Texto de lectura ▸
◆ ◆ ◆ ◆
En un reciente diálogo con mi vecino de columna en EL COMERCIO, Pablo Cuvi, comentábamos como el coronavirus ha llegado a monopolizar la atención universal, de cada Estado, de cada sociedad, de cada individuo, volviendo obligatorio para el periodista ocuparse de él.
En efecto, el minúsculo asesino ha sido analizado como un problema de salud cuyos venenosos tentáculos han afectado la economía, la educación, la política, la vida social, las relaciones internacionales. Se lo ha visto como el precursor de cambios radicales en las costumbres, en la cultura y en la civilización, como una airada reacción de la naturaleza abusivamente explotada, como el anuncio de tragedias planetarias.
◆ ◆ ◆ ◆
Datos mostrados ▸

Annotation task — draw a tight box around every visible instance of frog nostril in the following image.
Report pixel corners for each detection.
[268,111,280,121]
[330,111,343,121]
◆ ◆ ◆ ◆
Tareas pendientes ▸
1. Responde estas preguntas sobre el texto del coronavirus:
(a) ¿Cómo se llama el vecino de columna y en qué medio escribe?
(b) ¿Qué ámbitos, además de la salud, han alcanzado los "venenosos tentáculos"?
(c) ¿De qué se ha visto el virus como "airada reacción"?
2. Prolonga, por favor, el texto del coronavirus desde donde termina.

Respuestas del ejercicio ▸
1.
(a) Pablo Cuvi, en EL COMERCIO.
(b) La economía, la educación, la política, la vida social y las relaciones internacionales.
(c) De la naturaleza abusivamente explotada.

2.
Se ha hablado tanto sobre la pandemia que va resultando más difícil enfocarla de manera original. La atención general está hipnotizada por dicha patología, escudriña nuevos datos, busca estadísticas, compara cifras, sufre el aislamiento obligado, se alegra con prudencia cuando se flexibilizan las prohibiciones y se preocupa por el rebrote que viene luego, contrapone las distintas políticas adoptadas por los estados y concluye que aquellos dirigidos por mujeres han sido más acertados en el combate contra el virus, lamenta la escasez de hospitales frente al crecimiento de la demanda de atención médica urgente, critica al gobierno pero advierte que más o menos lo mismo ha sucedido en todos los países. Acepta ese consuelo llamado “de bobos”.
El periodista, que ya ha hecho su aporte al hablar con claridad y lo más objetivamente posible sobre la pandemia, duda entre seguir buscando nuevos datos o enfoques para alimentar la demanda de información implícita en ese voraz interés del público o arriesgarse a tocar otros temas, lo que conllevaría el riesgo de no ser leído, de perder lectores, de volver inútiles o banales sus escritos, contrariando así uno de sus objetivos profesionales que es el de orientar a la sociedad.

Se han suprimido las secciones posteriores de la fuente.